Exercise aim: All of the records must be given again exactly.

---------- Supplied information ----------

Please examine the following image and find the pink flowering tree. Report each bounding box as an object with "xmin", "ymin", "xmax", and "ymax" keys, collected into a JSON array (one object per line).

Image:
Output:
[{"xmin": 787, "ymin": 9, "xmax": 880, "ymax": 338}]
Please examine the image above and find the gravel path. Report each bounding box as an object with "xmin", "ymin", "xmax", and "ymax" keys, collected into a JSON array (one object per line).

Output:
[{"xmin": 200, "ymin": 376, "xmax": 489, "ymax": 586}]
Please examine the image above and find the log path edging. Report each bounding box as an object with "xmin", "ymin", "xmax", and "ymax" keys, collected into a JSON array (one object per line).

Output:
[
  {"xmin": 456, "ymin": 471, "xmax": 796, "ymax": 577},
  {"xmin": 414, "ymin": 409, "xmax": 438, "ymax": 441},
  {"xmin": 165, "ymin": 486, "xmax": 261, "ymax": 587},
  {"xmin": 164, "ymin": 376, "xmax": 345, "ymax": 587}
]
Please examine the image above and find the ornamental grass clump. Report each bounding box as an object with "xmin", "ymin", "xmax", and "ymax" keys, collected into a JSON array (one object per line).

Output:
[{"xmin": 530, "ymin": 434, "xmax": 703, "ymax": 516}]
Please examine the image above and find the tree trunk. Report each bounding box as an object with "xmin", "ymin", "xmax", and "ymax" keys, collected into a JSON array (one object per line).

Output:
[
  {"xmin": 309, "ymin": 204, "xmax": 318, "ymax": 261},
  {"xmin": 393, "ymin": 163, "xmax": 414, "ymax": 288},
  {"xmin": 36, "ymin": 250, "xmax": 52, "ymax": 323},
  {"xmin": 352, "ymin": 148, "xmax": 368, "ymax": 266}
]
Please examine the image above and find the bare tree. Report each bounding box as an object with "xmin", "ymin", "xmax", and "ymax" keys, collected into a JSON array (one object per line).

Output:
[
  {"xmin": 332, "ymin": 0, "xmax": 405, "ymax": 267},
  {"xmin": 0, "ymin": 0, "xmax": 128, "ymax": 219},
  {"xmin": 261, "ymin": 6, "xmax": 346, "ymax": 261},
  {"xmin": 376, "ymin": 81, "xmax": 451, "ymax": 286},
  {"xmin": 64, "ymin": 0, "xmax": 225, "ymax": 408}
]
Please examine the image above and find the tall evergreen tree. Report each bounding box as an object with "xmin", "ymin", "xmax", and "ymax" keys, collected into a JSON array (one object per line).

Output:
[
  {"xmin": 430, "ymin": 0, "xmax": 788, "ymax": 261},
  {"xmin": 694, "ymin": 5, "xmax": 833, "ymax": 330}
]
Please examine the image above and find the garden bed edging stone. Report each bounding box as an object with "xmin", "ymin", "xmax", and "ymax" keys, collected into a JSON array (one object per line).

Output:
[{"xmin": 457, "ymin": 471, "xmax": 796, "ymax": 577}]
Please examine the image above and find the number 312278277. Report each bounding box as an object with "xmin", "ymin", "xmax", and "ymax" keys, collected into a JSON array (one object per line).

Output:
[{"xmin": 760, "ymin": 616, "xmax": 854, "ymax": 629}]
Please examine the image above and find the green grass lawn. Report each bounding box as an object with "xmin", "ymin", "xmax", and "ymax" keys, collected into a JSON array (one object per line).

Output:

----------

Response to the task:
Please examine the following image and find the pink flowering tree. Report each bounding box as an object with "xmin", "ymin", "xmax", and "ymax" keys, collected into a JSON array (one object per line).

Image:
Output:
[{"xmin": 787, "ymin": 9, "xmax": 880, "ymax": 338}]
Please examine the image above and find the gravel path. Report each bounding box as an object with "xmin", "ymin", "xmax", and "ymax" keys, collected into a JSON array (one object per line).

Output:
[{"xmin": 200, "ymin": 376, "xmax": 489, "ymax": 586}]
Please examine the image above and find the log path edging. Report each bounding box as an object with "xmin", "ymin", "xmax", and "ymax" keys, collected into a JSON array (one object per line).

Output:
[
  {"xmin": 456, "ymin": 471, "xmax": 796, "ymax": 577},
  {"xmin": 414, "ymin": 409, "xmax": 438, "ymax": 441},
  {"xmin": 165, "ymin": 486, "xmax": 261, "ymax": 587},
  {"xmin": 164, "ymin": 376, "xmax": 345, "ymax": 587}
]
Please examine the image above and find the ornamental grass clump. Report each bounding box as an object with "xmin", "ymin", "xmax", and "ymax" keys, collected into a JSON array (one object per line).

Output:
[{"xmin": 530, "ymin": 434, "xmax": 703, "ymax": 516}]
Please examine the image above and find the tree trunk. Report each bounding box as an object with "xmin", "ymin", "xmax", and "ymax" keys, collected into a JSON array (one object per line).

Output:
[
  {"xmin": 309, "ymin": 204, "xmax": 318, "ymax": 261},
  {"xmin": 393, "ymin": 163, "xmax": 414, "ymax": 288},
  {"xmin": 36, "ymin": 250, "xmax": 52, "ymax": 323},
  {"xmin": 352, "ymin": 148, "xmax": 368, "ymax": 266}
]
Please examine the image above and find the bare tree. Report each bounding box as an object with "xmin", "ymin", "xmax", and "ymax" keys, collected into a JSON array (one object per line).

Output:
[
  {"xmin": 332, "ymin": 0, "xmax": 405, "ymax": 267},
  {"xmin": 0, "ymin": 0, "xmax": 128, "ymax": 219},
  {"xmin": 261, "ymin": 6, "xmax": 346, "ymax": 261},
  {"xmin": 376, "ymin": 81, "xmax": 451, "ymax": 286},
  {"xmin": 64, "ymin": 0, "xmax": 225, "ymax": 408}
]
Please examine the image above and find the tall evergreen tree. Report each bounding box as an object with "xmin", "ymin", "xmax", and "ymax" keys, collected into a JSON array (one object per line).

Output:
[
  {"xmin": 430, "ymin": 0, "xmax": 788, "ymax": 261},
  {"xmin": 694, "ymin": 5, "xmax": 833, "ymax": 330}
]
Please examine the image above and find the garden bed edging stone. Report each bounding box as an object with "xmin", "ymin", "xmax", and "ymax" keys, collected into a JSON array (one object per line).

Output:
[{"xmin": 457, "ymin": 471, "xmax": 796, "ymax": 577}]
Please examine the image above and find the number 312278277. Report each bounding box as an object with "xmin", "ymin", "xmax", and "ymax" keys, collected into a JSON array (one object per line).

Output:
[{"xmin": 760, "ymin": 616, "xmax": 854, "ymax": 629}]
Please examine the image above and find the green grass lawn. Report each bounding box as an object with "xmin", "ymin", "xmax", and "ymax" keys, collected into a JSON array (one object per line).

Output:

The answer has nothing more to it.